- Brano scelto -
Poi qui non c’è stato solo il 2008. Tra i 200.000 risparmiatori truffati e travolti dal collasso della banca Popolare di Vicenza e di Banca Veneto ci saranno stati molti imprenditori già in difficoltà che sono finiti sul lastrico.

La proporzione del problema è evidente e lo dimostra il fatto che la Regione Veneto ha attivato un servizio dedicato a imprenditori e cittadini in difficoltà che possono ottenere una consulenza e un supporto psicologico. Si chiama InOltre, ed è uno sportello pensato appositamente per prevenire i suicidi degli imprenditori/lavoratori.

Immagino che il punto di vista dei lavoratori non sia molto diverso da quello degli imprenditori.

Il 70% dei lavoratori in Veneto vive la fabbrica come casa propria e questo dato racconta un forte processo di identificazione con l’impresa. In aziende con pochi dipendenti lavori gomito a gomito con il tuo titolare, e sei consapevole che o ti impegni o l’azienda non va avanti. Ci metti del tuo nel lavoro, e inevitabilmente scattano meccanismi di reciprocità importanti. Non è raro che il dipendente che deve comprare casa domandi il prestito al proprio datore di lavoro; idem se ha il figlio che si sposa e ha bisogno di soldi per le nozze. Qui il vecchio armamentario marxista di distinzione tra capitale e lavoro non funziona, e l’obiettivo principale di tanti lavoratori è di mettersi in proprio. In questi territori ogni quattro o cinque famiglie c’è un’impresa, una partita Iva, un parrucchiere o un metalmeccanico. Al Sud questo non succede.

E poi c’è un altro luogo comune che dobbiamo far cadere: quello del Veneto razzista e separatista che non accetta gli immigrati.

Quando tiri fuori l’argomento migranti c’è sempre qualcuno che sbuffa, ma in generale un migrante che lavora è rispettato. S’è un bravo lavorator, questo è quello che si dice. Il lavoro qui ha portato integrazione, e non solo in fabbrica. Il processo di integrazione ti passa in casa: basta pensare alle badanti. Ovviamente non è tutto rose e viole. I problemi di convivenza ci sono, ma dobbiamo considerare che in questa regione i migranti sono arrivati trent’anni fa, e ormai l’integrazione è la normalità. Il lavoro è stato un elemento di cittadinanza, indipendentemente dal colore della pelle e della religione.

Anche gli immigrati si sono adattati alla mentalità dell’autonomia e del far da sé?

- Materiale di partenza -
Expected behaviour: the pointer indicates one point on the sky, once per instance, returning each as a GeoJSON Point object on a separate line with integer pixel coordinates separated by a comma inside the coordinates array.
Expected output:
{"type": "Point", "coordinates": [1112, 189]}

- Consegna -
Riduca a un elenco puntato il paragrafo del brano che inizia con «Il 70% dei lavoratori in Veneto», conservandone i fatti principali. Per lo svolgimento si attenga esclusivamente al brano.

- Risposta finale -
- Il 70% dei lavoratori in Veneto vive la fabbrica come casa propria, segno di una forte identificazione con l'impresa.
- Nelle aziende con pochi dipendenti si lavora gomito a gomito con il titolare, sapendo che senza impegno l'azienda non va avanti. Ne nascono importanti meccanismi di reciprocità.
- Non di rado il dipendente chiede un prestito al datore di lavoro per comprare casa o per le nozze di un figlio.
- La distinzione marxista tra capitale e lavoro qui non funziona. Molti lavoratori mirano a mettersi in proprio.
- C'è un'impresa ogni quattro o cinque famiglie, mentre al Sud questo non succede.